[STATED PROBLEM]
Please retype every line of the material below word for word, leaving the pictures out of your answer.

[DATASET RECORDS]
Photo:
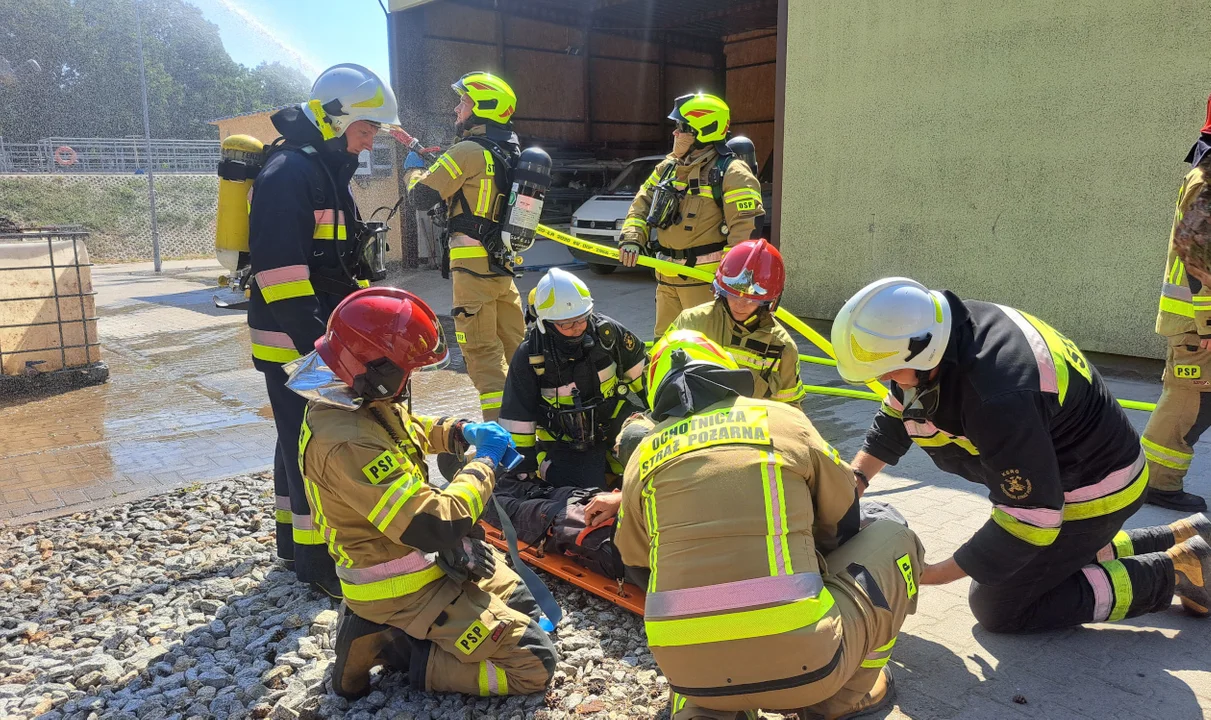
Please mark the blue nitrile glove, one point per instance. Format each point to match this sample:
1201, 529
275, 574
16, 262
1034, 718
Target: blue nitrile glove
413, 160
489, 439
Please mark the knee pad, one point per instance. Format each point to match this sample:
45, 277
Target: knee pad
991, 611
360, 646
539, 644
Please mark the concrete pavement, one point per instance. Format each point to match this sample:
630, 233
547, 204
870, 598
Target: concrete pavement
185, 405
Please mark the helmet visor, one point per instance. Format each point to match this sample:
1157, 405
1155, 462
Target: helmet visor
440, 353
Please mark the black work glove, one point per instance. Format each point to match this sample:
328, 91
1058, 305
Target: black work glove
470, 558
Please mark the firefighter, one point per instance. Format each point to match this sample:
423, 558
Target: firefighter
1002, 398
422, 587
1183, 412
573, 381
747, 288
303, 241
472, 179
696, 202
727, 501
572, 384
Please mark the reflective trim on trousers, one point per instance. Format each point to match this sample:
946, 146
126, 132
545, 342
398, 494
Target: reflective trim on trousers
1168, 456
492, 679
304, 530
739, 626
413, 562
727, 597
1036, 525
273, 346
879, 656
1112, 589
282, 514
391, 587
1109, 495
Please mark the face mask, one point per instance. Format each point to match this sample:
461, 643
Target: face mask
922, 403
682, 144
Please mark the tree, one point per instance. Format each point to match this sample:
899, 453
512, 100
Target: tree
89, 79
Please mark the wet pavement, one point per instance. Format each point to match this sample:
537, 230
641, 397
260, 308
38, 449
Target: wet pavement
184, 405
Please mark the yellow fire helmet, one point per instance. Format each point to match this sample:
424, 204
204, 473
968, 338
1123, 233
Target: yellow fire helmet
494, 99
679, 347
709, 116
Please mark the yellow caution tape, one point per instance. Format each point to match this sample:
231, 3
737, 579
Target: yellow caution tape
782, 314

[RIGHT ANSWER]
Photo:
Please mark the blue nitrile glove, one point per instance. Format each point to match this sample:
1201, 529
275, 574
16, 262
1034, 718
Target: blue nitrile glove
413, 160
489, 439
Please mark the knee pad, one point per instance. Format each point to match this sample:
45, 277
Target: knee pad
991, 611
360, 646
539, 644
Please mark the concrete pavement, one point per instance. Format each point to match this sample:
630, 233
547, 204
870, 598
Target: concrete pavement
185, 405
Please mark the helmet visor, one point per instance. Format each point to match this sample:
1157, 405
1155, 462
Target: helmet visor
440, 353
Please mark the black work glove, one point per instance. Format each point to match this sample:
328, 91
1058, 305
Target: black work glove
470, 558
Please mark the firefighter, one point per instance. Format each point to match this sample:
423, 558
Target: firefighter
1002, 398
422, 587
1183, 412
573, 381
747, 288
303, 241
472, 179
696, 202
727, 501
572, 384
Please mark the reflective trim on trousers, one point per instance. Format each point to match this sample:
946, 146
126, 132
545, 342
398, 494
Target: reflective trim on trousers
1168, 456
492, 679
304, 530
739, 626
413, 562
727, 597
1036, 525
273, 346
879, 656
1112, 589
282, 514
391, 587
1109, 495
Please mark the face mask, one point per instance. Format each point to match this sample:
461, 643
Target: face mask
922, 403
682, 144
Please mark the tree, one point per instance. Format each point to match this sample:
899, 453
512, 100
Target: tree
89, 79
Please mark the wet pavement, one point per instance. Format each point to match this sample:
537, 230
641, 397
260, 308
38, 449
Target: wet pavement
184, 405
Please mark the yellow fire helmet, one point per instance. Format each point to match this sample:
424, 204
204, 473
968, 338
1123, 233
Target: yellow fire helmet
494, 99
679, 347
709, 116
Please mark the yellow caution tape, one point per instance. Format each point to match this sample:
231, 3
737, 579
Target: yellow caution tape
782, 314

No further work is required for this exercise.